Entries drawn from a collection
## Start

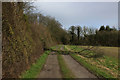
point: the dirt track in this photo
(51, 68)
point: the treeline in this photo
(105, 36)
(24, 36)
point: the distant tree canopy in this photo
(105, 36)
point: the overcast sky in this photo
(91, 14)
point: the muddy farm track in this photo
(51, 68)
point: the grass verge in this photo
(104, 66)
(66, 73)
(35, 68)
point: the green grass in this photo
(66, 73)
(94, 69)
(35, 68)
(104, 66)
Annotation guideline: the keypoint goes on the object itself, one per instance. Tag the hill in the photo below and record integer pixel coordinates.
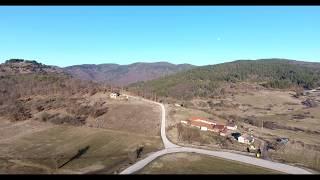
(21, 66)
(121, 75)
(206, 81)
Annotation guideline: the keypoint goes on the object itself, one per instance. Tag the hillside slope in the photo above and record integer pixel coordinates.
(121, 75)
(205, 81)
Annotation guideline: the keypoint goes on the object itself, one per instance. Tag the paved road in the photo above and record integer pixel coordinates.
(172, 148)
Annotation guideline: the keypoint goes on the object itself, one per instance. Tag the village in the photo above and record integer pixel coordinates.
(228, 129)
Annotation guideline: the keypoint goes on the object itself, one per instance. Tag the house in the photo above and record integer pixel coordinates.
(245, 139)
(223, 132)
(202, 126)
(114, 95)
(197, 119)
(231, 125)
(184, 122)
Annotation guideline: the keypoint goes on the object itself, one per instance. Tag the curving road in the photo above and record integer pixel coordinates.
(172, 148)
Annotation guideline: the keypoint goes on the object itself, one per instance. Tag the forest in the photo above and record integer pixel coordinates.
(205, 81)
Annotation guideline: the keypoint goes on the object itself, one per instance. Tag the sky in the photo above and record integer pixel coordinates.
(199, 35)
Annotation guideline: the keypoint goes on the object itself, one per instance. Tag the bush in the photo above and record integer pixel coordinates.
(99, 112)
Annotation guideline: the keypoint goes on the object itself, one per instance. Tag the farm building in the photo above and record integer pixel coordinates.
(114, 95)
(202, 126)
(245, 139)
(197, 119)
(231, 126)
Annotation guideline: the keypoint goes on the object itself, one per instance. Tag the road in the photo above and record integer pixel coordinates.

## End

What to produce:
Reproduce word for word everything from the line containing "Tag the farm" down to the end of the material above.

Exercise answer:
Annotation guideline: the keypoint goes on the object itself, one per instance. Tag the farm building in the photo above and record integer pixel coordinates.
(114, 95)
(202, 126)
(245, 139)
(197, 119)
(231, 126)
Annotation guideline: the keypoint goes on the object itself, one per instance. Tag the road in the photo above and record integer pixel coordinates.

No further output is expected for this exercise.